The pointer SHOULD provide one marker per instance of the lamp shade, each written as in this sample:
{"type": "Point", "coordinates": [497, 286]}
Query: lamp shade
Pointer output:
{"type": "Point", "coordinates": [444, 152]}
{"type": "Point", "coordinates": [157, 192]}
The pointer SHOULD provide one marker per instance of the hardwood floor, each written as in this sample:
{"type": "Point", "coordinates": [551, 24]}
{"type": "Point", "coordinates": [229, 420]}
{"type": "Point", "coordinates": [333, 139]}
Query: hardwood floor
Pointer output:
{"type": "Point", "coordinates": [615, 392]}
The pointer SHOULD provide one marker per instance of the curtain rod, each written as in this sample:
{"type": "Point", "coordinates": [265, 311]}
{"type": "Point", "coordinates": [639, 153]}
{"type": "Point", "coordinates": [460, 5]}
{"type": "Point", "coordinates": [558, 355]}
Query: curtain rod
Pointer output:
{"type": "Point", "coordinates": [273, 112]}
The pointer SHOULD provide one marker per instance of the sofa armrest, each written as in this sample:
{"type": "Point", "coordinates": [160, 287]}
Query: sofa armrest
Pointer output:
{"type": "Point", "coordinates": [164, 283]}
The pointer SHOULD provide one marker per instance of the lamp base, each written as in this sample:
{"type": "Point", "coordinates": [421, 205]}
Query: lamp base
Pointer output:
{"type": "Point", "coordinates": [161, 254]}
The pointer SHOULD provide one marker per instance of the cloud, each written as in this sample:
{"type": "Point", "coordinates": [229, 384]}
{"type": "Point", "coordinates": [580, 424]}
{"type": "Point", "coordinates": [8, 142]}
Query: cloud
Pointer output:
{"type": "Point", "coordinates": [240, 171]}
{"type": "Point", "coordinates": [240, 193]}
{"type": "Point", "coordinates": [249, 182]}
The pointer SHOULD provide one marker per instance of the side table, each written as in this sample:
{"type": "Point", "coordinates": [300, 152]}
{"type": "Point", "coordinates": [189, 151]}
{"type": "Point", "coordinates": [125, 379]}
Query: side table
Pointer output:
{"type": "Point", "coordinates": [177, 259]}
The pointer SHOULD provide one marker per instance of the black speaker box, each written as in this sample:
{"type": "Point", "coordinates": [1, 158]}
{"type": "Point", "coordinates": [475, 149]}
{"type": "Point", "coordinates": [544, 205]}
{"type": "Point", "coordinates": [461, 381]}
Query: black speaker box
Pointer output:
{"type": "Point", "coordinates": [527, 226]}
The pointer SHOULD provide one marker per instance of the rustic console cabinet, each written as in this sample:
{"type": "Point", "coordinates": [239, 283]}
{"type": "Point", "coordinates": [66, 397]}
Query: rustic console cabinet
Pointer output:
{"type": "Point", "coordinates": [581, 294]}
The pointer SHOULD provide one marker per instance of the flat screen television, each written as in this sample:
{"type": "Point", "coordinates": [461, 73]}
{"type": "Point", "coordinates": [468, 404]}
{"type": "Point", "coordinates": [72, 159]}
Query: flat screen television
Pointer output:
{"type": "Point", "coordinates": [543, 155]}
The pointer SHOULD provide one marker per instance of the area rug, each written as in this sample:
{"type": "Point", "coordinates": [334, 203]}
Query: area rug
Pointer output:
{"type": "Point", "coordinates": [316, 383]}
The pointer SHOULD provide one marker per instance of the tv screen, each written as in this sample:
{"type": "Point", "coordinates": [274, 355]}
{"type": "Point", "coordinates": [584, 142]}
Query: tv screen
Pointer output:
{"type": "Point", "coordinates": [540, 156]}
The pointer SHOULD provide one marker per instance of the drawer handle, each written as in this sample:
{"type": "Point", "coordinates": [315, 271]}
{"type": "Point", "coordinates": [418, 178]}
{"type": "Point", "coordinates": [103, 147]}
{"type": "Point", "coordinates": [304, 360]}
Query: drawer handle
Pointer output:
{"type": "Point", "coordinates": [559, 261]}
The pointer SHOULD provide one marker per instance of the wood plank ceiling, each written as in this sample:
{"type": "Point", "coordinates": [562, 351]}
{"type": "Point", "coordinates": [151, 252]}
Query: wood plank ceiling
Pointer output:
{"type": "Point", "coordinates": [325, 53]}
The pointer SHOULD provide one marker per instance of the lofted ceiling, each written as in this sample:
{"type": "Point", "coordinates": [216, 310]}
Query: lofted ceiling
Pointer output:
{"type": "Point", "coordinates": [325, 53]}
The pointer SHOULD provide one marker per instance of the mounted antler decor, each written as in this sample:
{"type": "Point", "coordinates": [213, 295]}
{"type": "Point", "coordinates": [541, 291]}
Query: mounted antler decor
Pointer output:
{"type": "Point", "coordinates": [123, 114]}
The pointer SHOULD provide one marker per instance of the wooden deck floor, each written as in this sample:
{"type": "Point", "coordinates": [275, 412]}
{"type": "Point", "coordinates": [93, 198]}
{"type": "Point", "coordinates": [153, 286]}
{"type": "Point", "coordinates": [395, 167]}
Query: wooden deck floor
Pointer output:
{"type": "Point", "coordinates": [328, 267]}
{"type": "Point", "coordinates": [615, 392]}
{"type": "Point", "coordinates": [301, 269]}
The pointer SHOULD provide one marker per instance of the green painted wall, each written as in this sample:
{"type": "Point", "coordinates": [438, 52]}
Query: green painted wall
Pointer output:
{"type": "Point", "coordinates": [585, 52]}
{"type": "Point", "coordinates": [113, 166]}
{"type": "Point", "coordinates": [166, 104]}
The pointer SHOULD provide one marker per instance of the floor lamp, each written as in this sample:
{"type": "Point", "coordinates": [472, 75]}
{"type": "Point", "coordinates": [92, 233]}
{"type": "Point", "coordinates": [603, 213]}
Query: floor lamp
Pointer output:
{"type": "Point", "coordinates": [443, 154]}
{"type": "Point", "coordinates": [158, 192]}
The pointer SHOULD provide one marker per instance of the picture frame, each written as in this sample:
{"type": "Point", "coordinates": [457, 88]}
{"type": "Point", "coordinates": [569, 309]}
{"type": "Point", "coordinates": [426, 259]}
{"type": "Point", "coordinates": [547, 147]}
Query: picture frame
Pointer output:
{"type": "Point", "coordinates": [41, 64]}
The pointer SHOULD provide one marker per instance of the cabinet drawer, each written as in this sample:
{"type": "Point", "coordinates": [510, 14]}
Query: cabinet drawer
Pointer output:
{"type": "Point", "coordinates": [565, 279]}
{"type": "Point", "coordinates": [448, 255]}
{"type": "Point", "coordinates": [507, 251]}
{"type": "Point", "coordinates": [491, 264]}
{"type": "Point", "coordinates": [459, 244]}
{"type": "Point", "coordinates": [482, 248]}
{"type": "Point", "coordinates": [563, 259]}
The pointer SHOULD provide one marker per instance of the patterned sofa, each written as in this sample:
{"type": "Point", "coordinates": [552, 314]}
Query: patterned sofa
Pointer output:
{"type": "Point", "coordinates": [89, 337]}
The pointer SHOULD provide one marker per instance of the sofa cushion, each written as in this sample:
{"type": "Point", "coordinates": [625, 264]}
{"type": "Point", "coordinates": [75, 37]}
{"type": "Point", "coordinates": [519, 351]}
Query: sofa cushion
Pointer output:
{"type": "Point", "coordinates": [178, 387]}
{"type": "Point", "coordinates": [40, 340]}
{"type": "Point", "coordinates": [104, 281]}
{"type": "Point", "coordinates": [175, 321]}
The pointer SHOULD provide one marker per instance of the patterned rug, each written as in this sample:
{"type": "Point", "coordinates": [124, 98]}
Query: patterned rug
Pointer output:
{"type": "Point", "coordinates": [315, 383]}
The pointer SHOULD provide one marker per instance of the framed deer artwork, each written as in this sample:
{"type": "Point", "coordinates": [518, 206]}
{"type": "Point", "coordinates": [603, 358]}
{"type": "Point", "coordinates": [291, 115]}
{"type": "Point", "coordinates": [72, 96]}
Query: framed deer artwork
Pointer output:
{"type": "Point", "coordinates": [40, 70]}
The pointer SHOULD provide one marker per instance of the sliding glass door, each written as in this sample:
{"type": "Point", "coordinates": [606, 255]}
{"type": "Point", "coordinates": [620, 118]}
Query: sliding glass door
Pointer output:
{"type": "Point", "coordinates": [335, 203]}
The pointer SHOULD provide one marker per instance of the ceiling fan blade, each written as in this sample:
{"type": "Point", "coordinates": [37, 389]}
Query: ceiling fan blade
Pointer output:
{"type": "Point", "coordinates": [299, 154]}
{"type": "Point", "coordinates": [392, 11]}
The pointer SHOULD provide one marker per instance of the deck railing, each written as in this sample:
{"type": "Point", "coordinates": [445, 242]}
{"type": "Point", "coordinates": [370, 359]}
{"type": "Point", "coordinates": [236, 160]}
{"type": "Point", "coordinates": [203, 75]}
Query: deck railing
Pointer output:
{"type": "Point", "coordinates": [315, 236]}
○ ○ ○
**What is being asked:** Copy out, word for word, the lines of the data above, starting at the line that contains "The pointer SHOULD provide one marker per instance of the deck" and ending with the last line of the data.

**Task answer:**
The pointer SHOULD provide one marker per instance of the deck railing, each written as in this sample:
{"type": "Point", "coordinates": [445, 242]}
{"type": "Point", "coordinates": [370, 359]}
{"type": "Point", "coordinates": [236, 160]}
{"type": "Point", "coordinates": [203, 75]}
Query: deck railing
Pointer output:
{"type": "Point", "coordinates": [315, 236]}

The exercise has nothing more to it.